(Items from a data source)
= = = =
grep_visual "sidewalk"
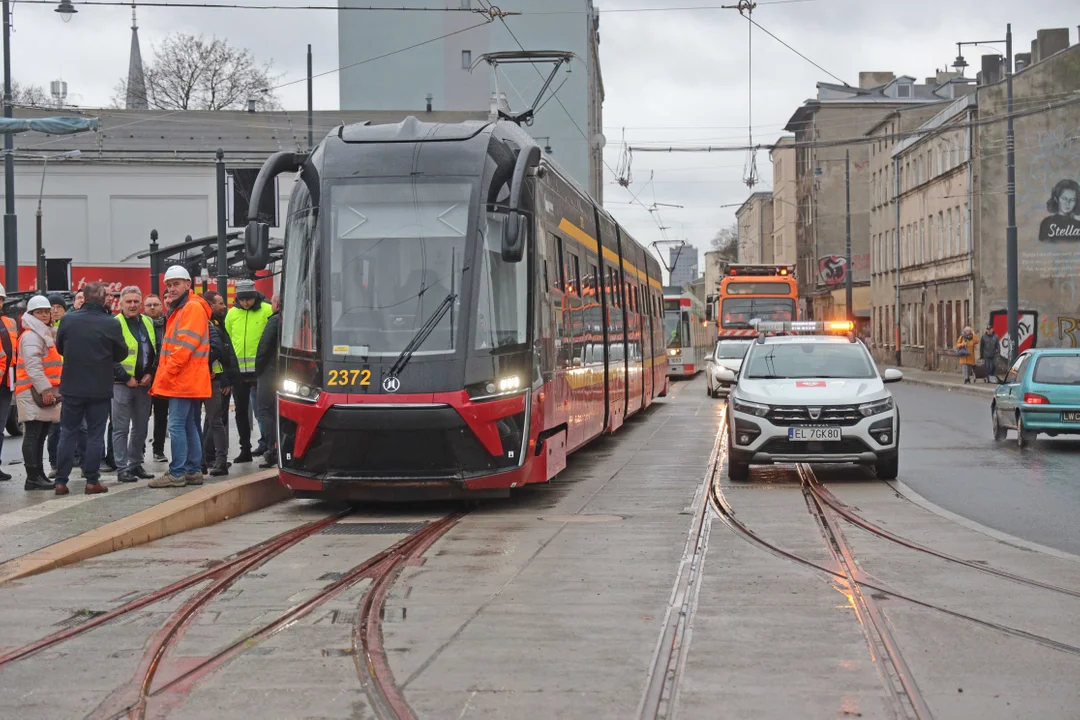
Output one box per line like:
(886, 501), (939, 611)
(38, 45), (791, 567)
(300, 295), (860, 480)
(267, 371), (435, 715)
(879, 364), (996, 398)
(0, 424), (280, 567)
= = = =
--- Work order ---
Quote every record above exactly, leaving out any pictures.

--- Answer area ---
grep_visual "sidewalk"
Output one box per line like:
(886, 501), (939, 611)
(38, 45), (791, 567)
(300, 295), (860, 480)
(267, 371), (435, 715)
(879, 364), (996, 398)
(0, 424), (280, 567)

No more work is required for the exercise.